YOUR OBJECTIVE
Write every record out again exactly as given.

SUPPLIED MATERIAL
::::::::::

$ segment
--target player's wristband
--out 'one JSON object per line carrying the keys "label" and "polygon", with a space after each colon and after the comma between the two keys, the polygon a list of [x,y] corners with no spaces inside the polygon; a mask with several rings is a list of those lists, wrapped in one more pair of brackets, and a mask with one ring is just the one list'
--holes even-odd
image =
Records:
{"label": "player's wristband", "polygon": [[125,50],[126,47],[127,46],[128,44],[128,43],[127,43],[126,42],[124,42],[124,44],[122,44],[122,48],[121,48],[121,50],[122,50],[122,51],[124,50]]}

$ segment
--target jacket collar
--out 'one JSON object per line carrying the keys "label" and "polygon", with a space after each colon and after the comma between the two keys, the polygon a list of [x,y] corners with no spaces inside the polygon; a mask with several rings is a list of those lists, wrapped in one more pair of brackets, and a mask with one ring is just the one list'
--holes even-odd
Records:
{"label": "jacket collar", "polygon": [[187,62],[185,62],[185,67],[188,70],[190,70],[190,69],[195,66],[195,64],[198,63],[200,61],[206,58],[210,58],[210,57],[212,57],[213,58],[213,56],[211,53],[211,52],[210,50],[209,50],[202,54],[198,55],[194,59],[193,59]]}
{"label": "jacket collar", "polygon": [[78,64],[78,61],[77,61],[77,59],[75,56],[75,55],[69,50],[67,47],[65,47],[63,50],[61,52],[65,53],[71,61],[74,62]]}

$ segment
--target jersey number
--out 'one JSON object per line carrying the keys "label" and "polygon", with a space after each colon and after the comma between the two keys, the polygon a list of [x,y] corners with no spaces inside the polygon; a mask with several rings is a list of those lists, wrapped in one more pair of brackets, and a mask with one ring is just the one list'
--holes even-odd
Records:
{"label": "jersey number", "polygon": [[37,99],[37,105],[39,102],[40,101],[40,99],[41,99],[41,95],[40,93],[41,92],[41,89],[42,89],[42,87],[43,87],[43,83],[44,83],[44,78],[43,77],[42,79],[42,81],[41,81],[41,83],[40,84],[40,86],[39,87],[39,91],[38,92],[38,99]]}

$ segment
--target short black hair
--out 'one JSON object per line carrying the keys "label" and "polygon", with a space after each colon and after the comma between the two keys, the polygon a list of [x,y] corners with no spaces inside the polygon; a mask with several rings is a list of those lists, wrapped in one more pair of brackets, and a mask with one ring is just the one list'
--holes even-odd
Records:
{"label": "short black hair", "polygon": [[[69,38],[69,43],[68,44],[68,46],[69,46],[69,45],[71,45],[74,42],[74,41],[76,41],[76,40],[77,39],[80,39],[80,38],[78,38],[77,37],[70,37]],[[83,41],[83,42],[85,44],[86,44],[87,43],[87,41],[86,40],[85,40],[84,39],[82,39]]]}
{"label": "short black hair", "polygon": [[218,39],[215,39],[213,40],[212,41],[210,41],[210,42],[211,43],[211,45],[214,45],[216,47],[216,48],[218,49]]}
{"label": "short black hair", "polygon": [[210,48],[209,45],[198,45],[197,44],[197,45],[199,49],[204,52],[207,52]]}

::::::::::

OUTPUT OF THE EXERCISE
$ segment
--target player's wristband
--out 'one JSON object per line carrying the keys "label" and "polygon", with a space after each colon and after the comma between the two keys, the polygon a list of [x,y] corners with no spaces inside the polygon; a mask with several rings is a list of those lists, wrapped in one more pair of brackets, and a mask with one ring is just the one list'
--holes even-odd
image =
Records:
{"label": "player's wristband", "polygon": [[125,50],[126,47],[127,46],[128,44],[128,43],[127,43],[126,42],[124,42],[124,44],[122,44],[122,48],[121,48],[121,50],[122,50],[122,51],[124,50]]}

$ segment
--target jacket collar
--out 'one JSON object per line carrying the keys "label" and "polygon", with a space after each colon and after the comma between the two keys, the polygon a list of [x,y] corners with no spaces inside the polygon; a mask with several rings is a list of those lists, wrapped in one more pair of brackets, and a mask with one ring is just the one list'
--holes even-odd
Records:
{"label": "jacket collar", "polygon": [[187,62],[185,62],[185,67],[188,70],[190,70],[190,69],[195,66],[195,64],[198,63],[200,61],[206,58],[210,58],[210,57],[212,57],[213,58],[213,56],[211,53],[211,52],[210,50],[209,50],[202,54],[198,55],[194,59],[193,59]]}
{"label": "jacket collar", "polygon": [[78,64],[78,61],[77,61],[77,59],[75,56],[75,55],[69,50],[67,47],[65,47],[63,50],[61,52],[65,53],[71,61],[74,62]]}

$ segment
--target jersey number
--out 'one JSON object per line carrying the keys "label" and "polygon", with a space after each colon and after the comma between the two keys, the polygon a list of [x,y] corners with no spaces inside the polygon; a mask with several rings is a list of those lists, wrapped in one more pair of brackets, and a mask with one ring is just the one list'
--holes even-odd
Records:
{"label": "jersey number", "polygon": [[37,99],[37,105],[39,102],[40,101],[40,99],[41,99],[41,95],[40,93],[41,92],[41,89],[42,89],[42,87],[43,87],[43,83],[44,83],[44,78],[43,77],[42,79],[42,81],[41,81],[41,83],[40,84],[40,86],[39,87],[39,91],[38,92],[38,99]]}

$ segment
--target short black hair
--out 'one JSON object per line carrying the keys "label" and "polygon", with a space after each colon and after the comma between the two keys, the polygon a list of [x,y] corners with no spaces inside the polygon; a mask with several rings is a list of those lists, wrapped in one more pair of brackets, and a mask with one ring is just the one list'
--holes even-odd
Records:
{"label": "short black hair", "polygon": [[[69,38],[69,43],[68,44],[68,46],[69,46],[69,45],[71,45],[74,42],[74,41],[76,41],[76,40],[77,39],[80,39],[80,38],[78,38],[77,37],[70,37]],[[83,41],[83,42],[85,44],[86,44],[87,43],[87,41],[86,40],[85,40],[84,39],[82,39]]]}
{"label": "short black hair", "polygon": [[218,39],[215,39],[213,40],[212,41],[210,41],[210,42],[211,43],[211,45],[214,45],[216,47],[216,48],[218,49]]}
{"label": "short black hair", "polygon": [[210,48],[209,45],[198,45],[197,44],[197,45],[199,49],[204,52],[207,52]]}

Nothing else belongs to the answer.